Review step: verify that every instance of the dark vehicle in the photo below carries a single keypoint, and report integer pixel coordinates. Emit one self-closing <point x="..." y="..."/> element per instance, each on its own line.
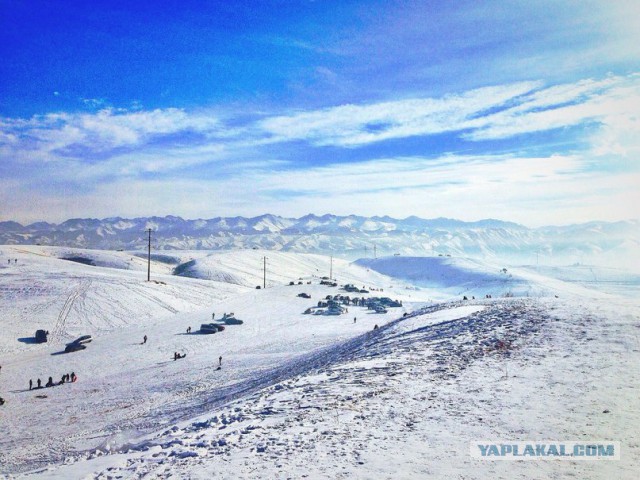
<point x="208" y="328"/>
<point x="41" y="336"/>
<point x="74" y="347"/>
<point x="83" y="339"/>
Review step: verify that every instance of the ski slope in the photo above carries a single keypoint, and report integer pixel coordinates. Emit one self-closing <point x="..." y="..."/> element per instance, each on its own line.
<point x="315" y="395"/>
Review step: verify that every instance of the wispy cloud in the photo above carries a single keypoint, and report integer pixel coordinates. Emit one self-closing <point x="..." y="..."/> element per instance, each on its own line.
<point x="109" y="159"/>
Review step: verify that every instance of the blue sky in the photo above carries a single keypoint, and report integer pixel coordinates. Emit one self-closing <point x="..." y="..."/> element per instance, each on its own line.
<point x="518" y="110"/>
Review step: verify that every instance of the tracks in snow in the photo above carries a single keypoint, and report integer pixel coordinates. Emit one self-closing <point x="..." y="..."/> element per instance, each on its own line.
<point x="79" y="291"/>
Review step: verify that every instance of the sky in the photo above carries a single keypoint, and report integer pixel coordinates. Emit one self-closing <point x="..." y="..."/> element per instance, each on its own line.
<point x="515" y="110"/>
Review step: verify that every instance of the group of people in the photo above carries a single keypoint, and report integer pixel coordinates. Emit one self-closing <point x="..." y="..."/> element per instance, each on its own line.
<point x="66" y="378"/>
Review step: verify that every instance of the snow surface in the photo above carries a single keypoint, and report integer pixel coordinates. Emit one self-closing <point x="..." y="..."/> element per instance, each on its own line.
<point x="309" y="395"/>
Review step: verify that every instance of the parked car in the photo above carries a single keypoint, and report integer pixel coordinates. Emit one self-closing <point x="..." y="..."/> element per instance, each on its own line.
<point x="208" y="328"/>
<point x="83" y="339"/>
<point x="41" y="336"/>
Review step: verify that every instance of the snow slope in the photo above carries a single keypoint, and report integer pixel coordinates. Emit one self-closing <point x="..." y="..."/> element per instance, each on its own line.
<point x="317" y="396"/>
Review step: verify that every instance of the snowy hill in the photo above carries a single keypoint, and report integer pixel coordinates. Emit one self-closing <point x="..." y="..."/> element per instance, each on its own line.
<point x="348" y="237"/>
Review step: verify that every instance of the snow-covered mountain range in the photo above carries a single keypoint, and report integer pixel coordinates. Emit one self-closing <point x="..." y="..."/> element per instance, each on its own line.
<point x="347" y="236"/>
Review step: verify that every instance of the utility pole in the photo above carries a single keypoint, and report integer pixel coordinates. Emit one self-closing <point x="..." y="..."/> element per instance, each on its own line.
<point x="264" y="278"/>
<point x="149" y="257"/>
<point x="331" y="268"/>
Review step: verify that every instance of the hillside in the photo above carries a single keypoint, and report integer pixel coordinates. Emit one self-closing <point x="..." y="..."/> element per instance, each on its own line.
<point x="350" y="237"/>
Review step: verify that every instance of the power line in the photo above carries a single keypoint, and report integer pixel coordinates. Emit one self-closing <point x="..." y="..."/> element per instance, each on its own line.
<point x="264" y="278"/>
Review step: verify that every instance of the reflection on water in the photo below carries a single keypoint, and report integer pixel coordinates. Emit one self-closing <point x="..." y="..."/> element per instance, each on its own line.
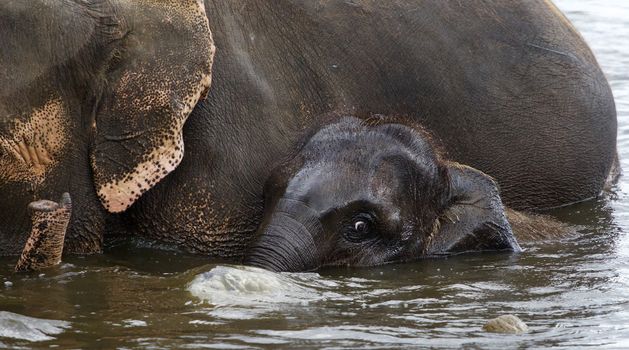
<point x="571" y="293"/>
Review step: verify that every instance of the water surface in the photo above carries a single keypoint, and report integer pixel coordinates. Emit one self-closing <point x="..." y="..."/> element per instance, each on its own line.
<point x="571" y="293"/>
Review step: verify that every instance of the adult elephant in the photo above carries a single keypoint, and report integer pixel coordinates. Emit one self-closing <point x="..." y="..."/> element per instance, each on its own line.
<point x="288" y="135"/>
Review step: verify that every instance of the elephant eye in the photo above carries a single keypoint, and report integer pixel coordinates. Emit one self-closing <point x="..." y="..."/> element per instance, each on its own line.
<point x="361" y="228"/>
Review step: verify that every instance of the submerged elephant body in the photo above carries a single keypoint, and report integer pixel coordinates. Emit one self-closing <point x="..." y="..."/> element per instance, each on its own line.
<point x="509" y="89"/>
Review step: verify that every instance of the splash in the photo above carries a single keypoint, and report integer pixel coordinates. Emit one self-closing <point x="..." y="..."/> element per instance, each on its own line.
<point x="32" y="329"/>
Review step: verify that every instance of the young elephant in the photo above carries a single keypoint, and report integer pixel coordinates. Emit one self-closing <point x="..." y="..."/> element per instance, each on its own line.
<point x="403" y="201"/>
<point x="106" y="100"/>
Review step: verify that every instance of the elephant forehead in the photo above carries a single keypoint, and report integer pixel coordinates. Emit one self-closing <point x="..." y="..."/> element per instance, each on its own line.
<point x="34" y="143"/>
++++
**Activity**
Would you print the whole listing exactly, omitting the pictures?

**Result for this exercise**
Review step: verify that every instance of the dark vehicle in the photo below carries a single keypoint, and report integer pixel coordinates. Emit one self-closing <point x="..." y="..."/> element per instance, each on its own line.
<point x="208" y="328"/>
<point x="41" y="336"/>
<point x="74" y="347"/>
<point x="83" y="339"/>
Review step: verify that every instance of the ski slope in the photo above carries a single keypoint, and report integer pixel coordinates. Emit one self-closing <point x="..." y="..."/> element per instance, each on its own line.
<point x="315" y="395"/>
Review step: verify that every instance of the wispy cloud in the photo above carries a single keypoint, and report integer pixel coordinates. Emit one self-closing <point x="..." y="..."/> element per instance, each on its own line.
<point x="109" y="159"/>
Review step: verify that every instance of the blue sky in the photo above carries a single keypoint, and report integer pixel coordinates. Emit one self-closing <point x="..." y="..."/> element per instance, each on its own line.
<point x="518" y="110"/>
Review step: verify that every instance of the tracks in snow in the photo above carries a single keypoint, and report integer pixel coordinates. Emit one self-closing <point x="..." y="..."/> element per instance, each on its own line.
<point x="79" y="291"/>
Review step: verify that every instance of the sky in the photo above carries a single keypoint, and report integer pixel coordinates. Emit one self-closing <point x="..." y="..."/> element per instance, each on its own line.
<point x="515" y="110"/>
Review step: verify that every instance of the group of people in the photo above carries a single keypoint, and report integer pixel coordinates. Emit one self-closing <point x="..." y="..."/> element per instance, each on its own line.
<point x="66" y="378"/>
Review step: verify that every instance of the snow surface in the photo above carries a single keypoint, and report integer pixel coordinates. Emit one self-closing <point x="..." y="..."/> element per instance, each on its own line.
<point x="309" y="395"/>
Review step: verify that every instance of the parked car in the photo above carries a single keypoint, and report integer pixel coordinates. Emit one self-closing <point x="..." y="..."/> element per instance, each on its own line.
<point x="208" y="328"/>
<point x="83" y="339"/>
<point x="41" y="336"/>
Review step: verify that every instance of the snow slope in the photo above carries a single keypoint, and report integer pixel coordinates. Emit one self-closing <point x="..." y="..."/> element per instance, each on its own line.
<point x="317" y="396"/>
Review step: verify that every instance of the snowy hill in the photo above carries a single keypoint, and report integer pixel coordinates. Emit one self-closing <point x="..." y="..."/> element per instance, each on its own line.
<point x="348" y="237"/>
Review step: verify that every instance of the snow-covered mountain range in the photo above carries a single keypoint, and report integer pixel coordinates. Emit one self-closing <point x="..." y="..."/> element per instance, each on its own line.
<point x="347" y="236"/>
Review step: verify that every instance of the utility pole in the photo above carries a single keypoint, and report integer pixel coordinates. Emit one self-closing <point x="..." y="..."/> element per instance, each on its own line.
<point x="264" y="278"/>
<point x="149" y="257"/>
<point x="331" y="268"/>
Review step: verify that every instance of the hillside in the photo above carries a single keypoint, and report integer pixel coordinates. Emit one self-closing <point x="..." y="..."/> element per instance, each on its own line.
<point x="350" y="237"/>
Review step: verify that every instance of the power line in the photo above carries a single keypoint, and report integer pixel coordinates. Emit one self-closing <point x="..." y="..."/> element per instance, each on its own line.
<point x="264" y="278"/>
Review step: verify that every instance of the reflection on water in the photo below carries a single keypoint, and report integer pixel coordinates. Emit one self-closing <point x="..." y="..."/> element per instance, each on its own line.
<point x="571" y="293"/>
Review step: verify that every instance of the water surface in the photo above carries a single keypoint, and report integer pixel coordinates. Emit one self-closing <point x="..." y="..."/> element per instance, each on its own line.
<point x="571" y="293"/>
Review step: verify that every instance of the adult elephant in the photo above carries a single keypoint, and report integer pixel coordinates. Emit one self-closing <point x="..." y="..."/> element per instance, each on its own line.
<point x="288" y="135"/>
Review step: verify that every instance of the elephant eye in the photo above carries a single keypoint, and report integer pixel coordinates. Emit one self-closing <point x="..." y="..."/> element per instance, each on its own line.
<point x="361" y="228"/>
Review step: verify that every instance of the submerged elephant body in the photo above carries a single keypoint, and report integer pixel coordinates. Emit one self-closing <point x="..." y="..."/> element per instance, each on its own line.
<point x="509" y="89"/>
Review step: verify that every instance of the splash in the photo above carries a single keypoint, and report integer pixel coordinates. Emit one self-closing <point x="..." y="..."/> element per instance, each on its own line.
<point x="32" y="329"/>
Review step: verify that every instance of the young elephant in the photo above carries a single keypoint, and report integer pixel coordinates. Emit one self-closing <point x="..." y="..."/> element per instance, each on its own line.
<point x="403" y="201"/>
<point x="106" y="100"/>
Review step: verify that every instance of the elephant forehead in the photo above carries a single keypoint, and report integer pixel coordinates. Emit one self-closing <point x="..." y="..."/> element per instance, each on its own line.
<point x="34" y="143"/>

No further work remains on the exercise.